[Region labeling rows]
.....
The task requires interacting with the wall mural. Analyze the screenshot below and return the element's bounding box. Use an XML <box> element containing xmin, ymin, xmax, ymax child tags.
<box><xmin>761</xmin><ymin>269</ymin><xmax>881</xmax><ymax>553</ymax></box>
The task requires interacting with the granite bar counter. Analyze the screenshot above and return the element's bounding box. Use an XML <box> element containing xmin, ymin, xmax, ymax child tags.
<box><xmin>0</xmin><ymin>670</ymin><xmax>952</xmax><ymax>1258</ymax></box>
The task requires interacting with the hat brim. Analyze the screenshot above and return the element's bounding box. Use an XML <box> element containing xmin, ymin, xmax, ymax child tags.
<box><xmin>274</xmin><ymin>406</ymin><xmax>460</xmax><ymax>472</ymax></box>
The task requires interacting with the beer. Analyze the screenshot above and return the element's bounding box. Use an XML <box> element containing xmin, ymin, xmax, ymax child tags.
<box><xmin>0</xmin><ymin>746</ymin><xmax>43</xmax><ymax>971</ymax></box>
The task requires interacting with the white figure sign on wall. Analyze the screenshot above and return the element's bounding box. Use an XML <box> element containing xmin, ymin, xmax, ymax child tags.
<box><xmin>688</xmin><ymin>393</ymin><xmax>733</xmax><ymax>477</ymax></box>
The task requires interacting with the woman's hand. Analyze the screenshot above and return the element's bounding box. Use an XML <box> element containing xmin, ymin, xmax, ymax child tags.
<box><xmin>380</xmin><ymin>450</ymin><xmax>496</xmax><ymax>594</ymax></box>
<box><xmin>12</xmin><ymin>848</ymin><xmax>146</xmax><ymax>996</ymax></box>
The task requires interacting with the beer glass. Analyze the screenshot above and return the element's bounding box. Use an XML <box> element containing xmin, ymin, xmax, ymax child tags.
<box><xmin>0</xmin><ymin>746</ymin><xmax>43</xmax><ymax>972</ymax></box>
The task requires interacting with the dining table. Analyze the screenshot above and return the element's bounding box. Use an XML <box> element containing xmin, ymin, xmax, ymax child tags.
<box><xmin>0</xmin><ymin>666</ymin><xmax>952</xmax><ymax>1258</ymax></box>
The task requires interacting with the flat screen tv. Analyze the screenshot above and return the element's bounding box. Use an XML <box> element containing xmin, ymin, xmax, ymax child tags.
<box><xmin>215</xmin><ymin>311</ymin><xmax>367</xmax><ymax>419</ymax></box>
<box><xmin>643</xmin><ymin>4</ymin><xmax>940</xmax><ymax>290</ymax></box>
.....
Given exercise –
Copy out the rows above, from the one containing "The task requires interacting with the dining" through the last row, keeping the requests unchanged. In each answer, multiply every bounding-box coordinate by 2.55 and round it to a whole number, with halves rounded up.

Right answer –
The task requires interacting with the dining table. Analyze the screenshot above and return the element's bounding box. Use an XML <box> element containing xmin, ymin, xmax, ymax child tags.
<box><xmin>0</xmin><ymin>1698</ymin><xmax>2428</xmax><ymax>3208</ymax></box>
The task requires interacting with the flat screen tv. Analyze the screenshot above and return the element's bounding box. Use an XML <box> element containing xmin, ymin, xmax, ymax child tags.
<box><xmin>548</xmin><ymin>793</ymin><xmax>936</xmax><ymax>1068</ymax></box>
<box><xmin>1640</xmin><ymin>10</ymin><xmax>2397</xmax><ymax>740</ymax></box>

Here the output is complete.